* [Your objective] Reproduce every line of the listing below exactly.

* [Records to process]
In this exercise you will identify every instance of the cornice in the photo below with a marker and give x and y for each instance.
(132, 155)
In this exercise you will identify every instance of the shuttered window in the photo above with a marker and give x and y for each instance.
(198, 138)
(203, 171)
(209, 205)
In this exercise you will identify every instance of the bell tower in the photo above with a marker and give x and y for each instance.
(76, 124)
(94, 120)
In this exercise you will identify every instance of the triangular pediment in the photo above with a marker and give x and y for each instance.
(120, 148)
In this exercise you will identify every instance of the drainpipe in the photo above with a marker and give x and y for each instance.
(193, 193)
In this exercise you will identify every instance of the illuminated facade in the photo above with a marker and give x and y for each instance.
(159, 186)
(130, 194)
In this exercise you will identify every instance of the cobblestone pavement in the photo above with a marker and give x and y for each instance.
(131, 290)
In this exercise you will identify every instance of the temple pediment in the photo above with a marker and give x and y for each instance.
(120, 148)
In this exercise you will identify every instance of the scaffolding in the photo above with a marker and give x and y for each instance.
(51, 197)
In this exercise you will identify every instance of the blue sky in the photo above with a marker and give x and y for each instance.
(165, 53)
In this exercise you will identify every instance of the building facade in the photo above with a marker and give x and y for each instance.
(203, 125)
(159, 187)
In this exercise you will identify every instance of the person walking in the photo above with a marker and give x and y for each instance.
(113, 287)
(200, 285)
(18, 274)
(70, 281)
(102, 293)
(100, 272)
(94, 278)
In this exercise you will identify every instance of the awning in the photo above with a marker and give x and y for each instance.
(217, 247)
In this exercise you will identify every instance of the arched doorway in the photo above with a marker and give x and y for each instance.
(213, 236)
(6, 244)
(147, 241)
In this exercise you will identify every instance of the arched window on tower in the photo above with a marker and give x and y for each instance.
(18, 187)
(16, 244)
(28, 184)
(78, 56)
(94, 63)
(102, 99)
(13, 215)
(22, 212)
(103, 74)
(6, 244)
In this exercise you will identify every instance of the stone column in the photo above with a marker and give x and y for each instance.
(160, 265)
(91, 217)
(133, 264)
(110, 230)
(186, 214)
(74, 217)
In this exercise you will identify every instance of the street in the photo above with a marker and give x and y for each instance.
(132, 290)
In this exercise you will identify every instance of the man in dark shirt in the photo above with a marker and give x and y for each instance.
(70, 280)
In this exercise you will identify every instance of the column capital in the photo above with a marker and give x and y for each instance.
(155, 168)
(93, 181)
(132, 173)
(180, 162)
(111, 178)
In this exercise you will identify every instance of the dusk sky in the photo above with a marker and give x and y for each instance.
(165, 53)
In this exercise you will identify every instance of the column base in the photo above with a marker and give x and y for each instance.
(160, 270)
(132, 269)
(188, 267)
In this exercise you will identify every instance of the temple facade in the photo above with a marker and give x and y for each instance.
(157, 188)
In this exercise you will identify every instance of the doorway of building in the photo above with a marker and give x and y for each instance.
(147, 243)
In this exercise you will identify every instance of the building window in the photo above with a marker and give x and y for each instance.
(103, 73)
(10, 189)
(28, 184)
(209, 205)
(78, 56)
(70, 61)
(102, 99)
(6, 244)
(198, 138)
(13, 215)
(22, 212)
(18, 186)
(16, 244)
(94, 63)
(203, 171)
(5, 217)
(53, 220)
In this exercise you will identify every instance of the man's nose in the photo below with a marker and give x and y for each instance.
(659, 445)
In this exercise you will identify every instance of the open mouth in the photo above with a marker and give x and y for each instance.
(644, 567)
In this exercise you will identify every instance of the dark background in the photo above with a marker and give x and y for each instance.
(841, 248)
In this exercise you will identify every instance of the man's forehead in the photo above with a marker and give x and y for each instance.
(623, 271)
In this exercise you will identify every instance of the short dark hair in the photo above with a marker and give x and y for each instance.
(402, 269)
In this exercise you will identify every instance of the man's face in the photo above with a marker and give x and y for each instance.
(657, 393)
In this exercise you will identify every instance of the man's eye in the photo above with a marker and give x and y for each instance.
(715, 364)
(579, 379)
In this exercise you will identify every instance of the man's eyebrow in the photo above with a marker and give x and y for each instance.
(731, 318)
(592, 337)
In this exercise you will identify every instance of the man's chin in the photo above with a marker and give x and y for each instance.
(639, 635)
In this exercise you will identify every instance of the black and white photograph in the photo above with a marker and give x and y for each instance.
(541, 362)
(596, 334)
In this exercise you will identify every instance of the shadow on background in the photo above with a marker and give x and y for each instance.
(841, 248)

* [Output for this task]
In this exercise you will identify every instance of the cornice in the photo below with a marker and give x and y for each instance.
(132, 155)
In this exercise you will identify every instance of the shuttered window in the photo above with a marker and give x and y for each instance.
(198, 138)
(203, 171)
(209, 205)
In this exercise you will identify every instance of the bell tower in the photo above with a marker and give x and y for each instance.
(76, 124)
(94, 120)
In this exercise you will identify every instance of the triangular pediment in the photo above with a marker and give x and y for each instance.
(120, 148)
In this exercise you will identify every instance of the drainpipe in the photo above with a marker and give x and y for each instance.
(193, 193)
In this exercise you will identify every instance of the illuminated facade in the photo above with a marker and give x and y for each instance.
(159, 186)
(130, 194)
In this exercise you will identify every instance of the cobblestone pavement in the photo above with a marker and give x and y for each instance.
(131, 290)
In this exercise you will identify every instance of the temple pediment in the photo above with a marker and give x and y for each instance.
(120, 148)
In this exercise you will identify every instance of the scaffolding in the photo above with a marker and give x and y for each instance.
(51, 197)
In this exercise you will identify every instance of the blue sky in the photo above with a marker and give x and y for each instance.
(165, 53)
In this exercise you will identify every instance of the building facade in the photo above with a marker and give x and y for each instance.
(203, 125)
(159, 187)
In this exercise you will identify every instance of the person walking in the photo above with a marker and give x and y for each instance.
(113, 287)
(200, 285)
(18, 274)
(70, 281)
(102, 293)
(100, 272)
(94, 278)
In this exercise you will identify every instance of the awning in the photo above with a marker and give x and y for each instance.
(217, 247)
In this exercise you will identify every instance of the arched doorway in the photo above with a marker and give x and y for each instance.
(213, 236)
(6, 244)
(147, 241)
In this exercise you will identify every instance of the arched window on tower in the photo above with a marker and give x and y for each instance.
(18, 187)
(16, 244)
(28, 184)
(78, 56)
(94, 63)
(102, 99)
(13, 215)
(22, 212)
(103, 74)
(6, 244)
In this exercise you will identify every instance of the stone column in the photo above with a marker and give x and y for each instance.
(160, 265)
(91, 217)
(133, 264)
(110, 230)
(186, 214)
(74, 217)
In this exercise you will identify every instance of the street in the photo above with a marker and give x and y for each instance.
(132, 290)
In this exercise you will identify every instance of the man in dark shirt in the photo above with a marker and give x and y for each instance.
(70, 280)
In this exercise you will identify every instance of the column capital in the photo above with a marker and give x and y for each instance.
(155, 168)
(93, 181)
(132, 173)
(180, 162)
(111, 178)
In this exercise you will identify every instance of the dusk sky in the photo above with a marker and give x and y for each instance.
(165, 53)
In this exercise you will identify every instance of the column base in the photo above with a marker and give x and y for each instance.
(160, 270)
(132, 269)
(188, 267)
In this exercise you will identify every instance of the temple facade in the photo above with a marker and give x and y for each instance.
(157, 188)
In this exercise you will identify every instance of the doorway of building in the photo above with a marker and give x and y for each instance.
(147, 243)
In this exercise you will identify every instance of the building window in the photo above with a marker and give x and y for each instance.
(103, 73)
(10, 189)
(28, 184)
(209, 205)
(78, 56)
(70, 61)
(102, 99)
(6, 244)
(198, 138)
(13, 215)
(22, 212)
(18, 186)
(16, 244)
(94, 63)
(203, 171)
(5, 217)
(53, 220)
In this exercise you will identify every instance of the man's nose in the photo below with a marker and give x and y for each instance.
(659, 445)
In this exercise you will identify every instance of the open mouth in the photo above with a marker and give x and y for each instance.
(644, 567)
In this exercise you will identify every instance of the dark background in the photo above with a marker and give x and y for each instance.
(841, 248)
In this exercise you will identify every instance of the man's forehead in the photo above with a marker and give x and y for each instance.
(623, 271)
In this exercise you will identify every instance of the short dark hair in the photo above with a marker and give x and y for each instance.
(402, 269)
In this exercise you will identify every instance of the man's face in the photo above with a marker and give x and y for each instance.
(657, 393)
In this exercise you will identify every instance of the man's eye in the photo above with a marker and give x and y for each instance.
(715, 364)
(579, 379)
In this exercise you will identify every instance of the man's eyebrow in the photo above with a marker and give x and y for each instance.
(731, 318)
(592, 337)
In this exercise you will identify every instance of the man's chin in the photo above with a marker and give x and y for each instance.
(639, 635)
In this exercise you will identify every instance of the black and white photograph in the photo above with a marker and give x and y for each instance.
(541, 362)
(596, 334)
In this exercise you will identify every instance of the shadow on background in the photo above with a marker and give x and y for each instance.
(841, 248)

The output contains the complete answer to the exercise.